→ **Work item**: Search term "positive": copy each line of the data containing it.
═════ Entries shown
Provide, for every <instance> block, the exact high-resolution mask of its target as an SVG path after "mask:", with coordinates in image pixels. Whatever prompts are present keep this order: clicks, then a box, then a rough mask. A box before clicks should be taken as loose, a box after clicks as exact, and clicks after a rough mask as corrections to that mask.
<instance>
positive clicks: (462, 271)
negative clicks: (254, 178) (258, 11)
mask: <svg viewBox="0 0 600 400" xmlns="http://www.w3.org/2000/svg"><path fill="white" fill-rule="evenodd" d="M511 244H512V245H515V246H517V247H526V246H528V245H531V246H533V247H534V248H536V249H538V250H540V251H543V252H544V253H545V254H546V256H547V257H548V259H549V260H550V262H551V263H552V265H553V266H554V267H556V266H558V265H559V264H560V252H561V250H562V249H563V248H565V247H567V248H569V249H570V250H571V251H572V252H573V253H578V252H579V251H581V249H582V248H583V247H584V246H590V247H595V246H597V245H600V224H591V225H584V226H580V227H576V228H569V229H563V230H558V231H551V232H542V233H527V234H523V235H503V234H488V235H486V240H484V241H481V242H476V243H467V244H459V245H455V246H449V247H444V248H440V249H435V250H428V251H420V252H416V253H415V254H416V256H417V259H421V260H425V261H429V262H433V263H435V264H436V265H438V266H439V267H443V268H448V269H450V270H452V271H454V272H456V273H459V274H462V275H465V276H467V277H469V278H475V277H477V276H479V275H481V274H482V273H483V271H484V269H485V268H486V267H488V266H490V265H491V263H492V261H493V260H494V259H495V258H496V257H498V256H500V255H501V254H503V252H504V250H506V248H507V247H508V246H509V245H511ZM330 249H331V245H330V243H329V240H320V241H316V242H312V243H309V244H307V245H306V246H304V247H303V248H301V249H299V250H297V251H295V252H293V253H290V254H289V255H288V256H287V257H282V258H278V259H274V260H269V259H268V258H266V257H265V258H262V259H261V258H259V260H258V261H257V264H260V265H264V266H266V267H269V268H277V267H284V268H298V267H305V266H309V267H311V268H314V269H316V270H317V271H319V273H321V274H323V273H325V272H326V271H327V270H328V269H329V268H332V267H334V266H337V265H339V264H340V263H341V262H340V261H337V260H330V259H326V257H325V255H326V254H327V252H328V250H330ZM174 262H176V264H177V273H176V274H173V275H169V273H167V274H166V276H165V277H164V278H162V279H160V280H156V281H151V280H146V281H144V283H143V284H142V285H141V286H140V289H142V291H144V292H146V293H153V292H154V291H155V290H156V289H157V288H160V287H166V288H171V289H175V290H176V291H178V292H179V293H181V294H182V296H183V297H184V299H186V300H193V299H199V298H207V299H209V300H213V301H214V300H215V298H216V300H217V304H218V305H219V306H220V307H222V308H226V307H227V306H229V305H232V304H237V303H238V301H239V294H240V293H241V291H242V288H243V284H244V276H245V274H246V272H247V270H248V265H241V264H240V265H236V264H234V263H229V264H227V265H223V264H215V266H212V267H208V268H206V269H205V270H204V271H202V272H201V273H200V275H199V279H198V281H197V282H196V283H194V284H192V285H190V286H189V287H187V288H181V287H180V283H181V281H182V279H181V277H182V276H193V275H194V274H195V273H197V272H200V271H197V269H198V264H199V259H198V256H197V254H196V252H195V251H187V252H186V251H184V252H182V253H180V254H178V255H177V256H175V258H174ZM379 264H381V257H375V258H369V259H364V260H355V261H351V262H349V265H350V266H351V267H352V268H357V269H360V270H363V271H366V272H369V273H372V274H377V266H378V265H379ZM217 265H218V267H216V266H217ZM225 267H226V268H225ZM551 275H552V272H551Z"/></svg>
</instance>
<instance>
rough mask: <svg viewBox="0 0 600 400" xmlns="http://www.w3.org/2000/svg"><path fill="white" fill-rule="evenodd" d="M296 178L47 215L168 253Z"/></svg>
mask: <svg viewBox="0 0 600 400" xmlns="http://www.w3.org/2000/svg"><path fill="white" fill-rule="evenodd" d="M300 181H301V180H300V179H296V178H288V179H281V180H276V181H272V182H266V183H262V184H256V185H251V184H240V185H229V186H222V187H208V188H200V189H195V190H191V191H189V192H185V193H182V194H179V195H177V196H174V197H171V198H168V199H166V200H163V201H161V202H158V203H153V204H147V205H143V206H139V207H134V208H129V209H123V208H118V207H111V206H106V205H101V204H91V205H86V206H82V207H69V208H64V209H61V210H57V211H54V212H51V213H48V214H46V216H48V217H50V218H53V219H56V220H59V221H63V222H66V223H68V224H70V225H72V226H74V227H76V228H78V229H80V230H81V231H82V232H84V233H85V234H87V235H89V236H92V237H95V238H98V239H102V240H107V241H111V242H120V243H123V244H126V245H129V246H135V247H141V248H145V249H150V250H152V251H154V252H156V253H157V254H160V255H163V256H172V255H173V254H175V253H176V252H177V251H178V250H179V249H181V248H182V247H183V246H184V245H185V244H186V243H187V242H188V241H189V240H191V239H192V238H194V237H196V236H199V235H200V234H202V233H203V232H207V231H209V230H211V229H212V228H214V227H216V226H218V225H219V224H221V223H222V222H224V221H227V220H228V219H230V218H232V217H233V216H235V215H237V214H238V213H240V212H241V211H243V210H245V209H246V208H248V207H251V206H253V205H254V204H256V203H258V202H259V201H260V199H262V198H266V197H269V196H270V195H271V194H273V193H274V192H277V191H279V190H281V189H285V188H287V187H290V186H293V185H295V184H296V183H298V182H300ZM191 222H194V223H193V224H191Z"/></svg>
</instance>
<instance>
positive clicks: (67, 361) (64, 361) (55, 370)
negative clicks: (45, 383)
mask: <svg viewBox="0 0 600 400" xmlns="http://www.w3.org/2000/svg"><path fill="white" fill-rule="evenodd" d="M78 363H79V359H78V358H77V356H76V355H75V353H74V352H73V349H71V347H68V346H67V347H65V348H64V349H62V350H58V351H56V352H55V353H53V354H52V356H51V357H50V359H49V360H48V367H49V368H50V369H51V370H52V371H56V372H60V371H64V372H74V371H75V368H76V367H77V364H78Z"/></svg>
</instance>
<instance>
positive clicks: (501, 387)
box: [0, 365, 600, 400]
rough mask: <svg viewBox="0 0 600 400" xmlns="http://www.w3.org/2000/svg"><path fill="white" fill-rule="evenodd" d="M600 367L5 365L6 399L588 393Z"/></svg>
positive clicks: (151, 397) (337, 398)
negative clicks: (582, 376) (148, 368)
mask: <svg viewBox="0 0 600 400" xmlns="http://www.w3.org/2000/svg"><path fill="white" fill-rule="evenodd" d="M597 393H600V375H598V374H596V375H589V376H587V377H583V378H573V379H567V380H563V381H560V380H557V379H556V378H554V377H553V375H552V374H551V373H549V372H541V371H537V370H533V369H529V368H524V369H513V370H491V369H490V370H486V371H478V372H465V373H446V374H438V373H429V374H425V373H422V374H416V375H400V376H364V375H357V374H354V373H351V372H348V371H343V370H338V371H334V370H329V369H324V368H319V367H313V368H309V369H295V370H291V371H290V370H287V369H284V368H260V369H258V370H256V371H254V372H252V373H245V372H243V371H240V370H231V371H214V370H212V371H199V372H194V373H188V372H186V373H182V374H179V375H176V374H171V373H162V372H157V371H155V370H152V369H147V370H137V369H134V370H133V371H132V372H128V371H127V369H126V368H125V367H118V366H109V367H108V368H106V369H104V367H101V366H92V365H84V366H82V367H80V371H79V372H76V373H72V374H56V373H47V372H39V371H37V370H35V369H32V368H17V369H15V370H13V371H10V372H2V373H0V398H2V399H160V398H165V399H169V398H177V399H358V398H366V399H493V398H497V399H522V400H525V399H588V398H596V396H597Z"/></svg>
══════════
→ **Solution to this problem**:
positive clicks: (462, 271)
positive clicks: (67, 361) (64, 361) (55, 370)
positive clicks: (501, 387)
positive clicks: (151, 397) (337, 398)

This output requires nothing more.